(Records for this exercise begins)
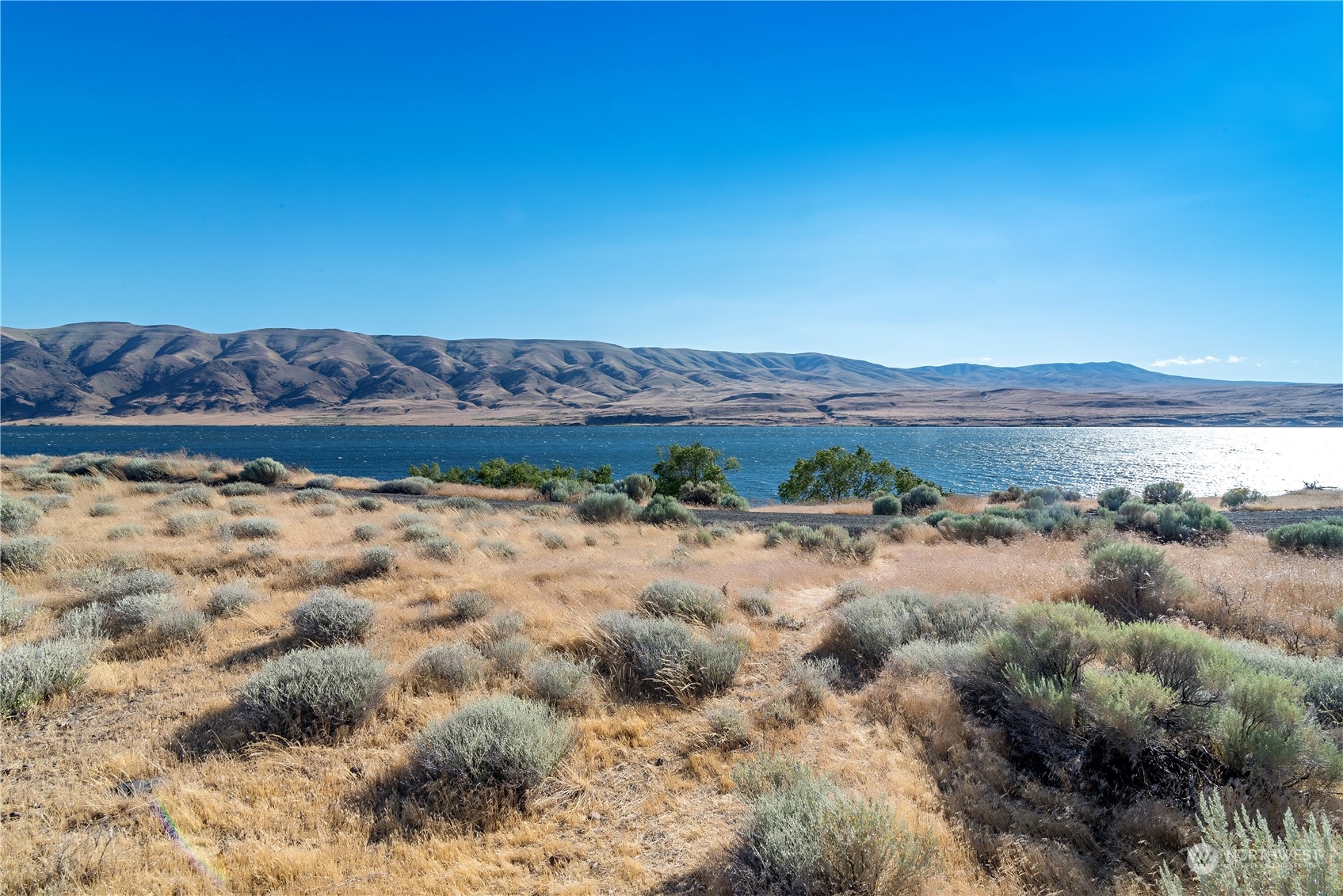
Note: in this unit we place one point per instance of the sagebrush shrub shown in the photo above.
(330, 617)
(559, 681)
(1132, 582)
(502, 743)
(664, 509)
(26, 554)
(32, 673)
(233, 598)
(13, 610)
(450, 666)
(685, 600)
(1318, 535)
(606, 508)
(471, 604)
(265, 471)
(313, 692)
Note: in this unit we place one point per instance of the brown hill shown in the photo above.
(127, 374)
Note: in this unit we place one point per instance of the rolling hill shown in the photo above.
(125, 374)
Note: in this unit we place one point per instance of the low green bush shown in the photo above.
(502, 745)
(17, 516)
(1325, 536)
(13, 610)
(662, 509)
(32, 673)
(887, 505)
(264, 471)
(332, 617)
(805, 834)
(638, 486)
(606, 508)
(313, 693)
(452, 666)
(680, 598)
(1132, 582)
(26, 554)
(Records for this exercise ends)
* [Try it] Repeat exactly the lines from the one containing "rolling hill shown in the photo above." through the last line of the records above, both included, and nothing else.

* [Your response]
Note: in this unit we place one point per instance of the rolling hill shown in the photo above.
(125, 374)
Note: in this unit we place one point per instance of the low green bush shown in the photo above.
(502, 745)
(17, 516)
(1325, 536)
(13, 610)
(662, 509)
(32, 673)
(887, 505)
(264, 471)
(332, 617)
(805, 834)
(638, 486)
(606, 508)
(313, 693)
(452, 666)
(680, 598)
(1132, 582)
(26, 554)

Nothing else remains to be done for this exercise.